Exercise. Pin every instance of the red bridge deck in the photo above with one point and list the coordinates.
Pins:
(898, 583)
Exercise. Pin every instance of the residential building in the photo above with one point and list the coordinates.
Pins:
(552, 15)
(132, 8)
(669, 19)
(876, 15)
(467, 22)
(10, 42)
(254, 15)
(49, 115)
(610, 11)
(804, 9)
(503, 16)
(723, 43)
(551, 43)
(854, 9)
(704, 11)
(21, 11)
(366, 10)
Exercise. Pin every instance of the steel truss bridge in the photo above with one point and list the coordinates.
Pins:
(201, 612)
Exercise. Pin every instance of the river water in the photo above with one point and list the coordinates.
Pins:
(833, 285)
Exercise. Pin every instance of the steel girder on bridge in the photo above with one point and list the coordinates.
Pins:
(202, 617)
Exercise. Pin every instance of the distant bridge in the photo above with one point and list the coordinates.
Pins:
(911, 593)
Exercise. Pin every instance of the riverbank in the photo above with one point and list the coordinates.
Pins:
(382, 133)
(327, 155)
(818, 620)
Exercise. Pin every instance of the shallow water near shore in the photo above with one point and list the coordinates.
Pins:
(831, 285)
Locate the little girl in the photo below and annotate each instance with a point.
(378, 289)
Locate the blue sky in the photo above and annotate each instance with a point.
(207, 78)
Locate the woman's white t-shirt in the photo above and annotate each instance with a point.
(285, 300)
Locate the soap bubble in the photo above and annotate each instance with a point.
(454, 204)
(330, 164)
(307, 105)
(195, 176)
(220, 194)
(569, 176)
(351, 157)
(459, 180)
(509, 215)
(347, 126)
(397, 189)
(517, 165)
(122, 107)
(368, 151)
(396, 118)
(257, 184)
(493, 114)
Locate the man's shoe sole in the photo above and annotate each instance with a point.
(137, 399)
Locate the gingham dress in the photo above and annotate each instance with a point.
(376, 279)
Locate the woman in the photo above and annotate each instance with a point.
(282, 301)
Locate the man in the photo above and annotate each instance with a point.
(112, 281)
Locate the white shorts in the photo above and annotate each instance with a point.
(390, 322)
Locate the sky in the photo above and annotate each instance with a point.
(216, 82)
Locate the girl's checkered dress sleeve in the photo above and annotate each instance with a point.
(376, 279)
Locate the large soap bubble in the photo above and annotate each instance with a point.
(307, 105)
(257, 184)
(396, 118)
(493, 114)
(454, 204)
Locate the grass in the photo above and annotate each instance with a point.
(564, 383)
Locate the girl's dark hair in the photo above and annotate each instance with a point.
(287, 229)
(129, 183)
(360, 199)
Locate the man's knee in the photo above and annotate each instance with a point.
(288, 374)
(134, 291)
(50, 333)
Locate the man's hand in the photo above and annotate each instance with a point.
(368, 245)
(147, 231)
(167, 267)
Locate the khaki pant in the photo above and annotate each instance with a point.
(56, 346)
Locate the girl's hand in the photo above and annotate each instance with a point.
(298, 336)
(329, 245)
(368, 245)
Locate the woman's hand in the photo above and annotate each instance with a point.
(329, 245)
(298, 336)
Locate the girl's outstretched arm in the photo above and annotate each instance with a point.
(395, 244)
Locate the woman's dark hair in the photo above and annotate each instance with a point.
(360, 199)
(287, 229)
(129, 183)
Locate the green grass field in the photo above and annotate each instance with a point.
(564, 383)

- [Exercise directions]: Look above for the line containing "Locate the woman's dark". Return it and each line after it exactly, through the last line, and nothing more.

- [Exercise response]:
Locate the woman's dark hair in the photo above and annotate each instance with a point.
(360, 199)
(287, 229)
(129, 183)
Locate the green grass field in the photo above and annotate each instance with a point.
(564, 383)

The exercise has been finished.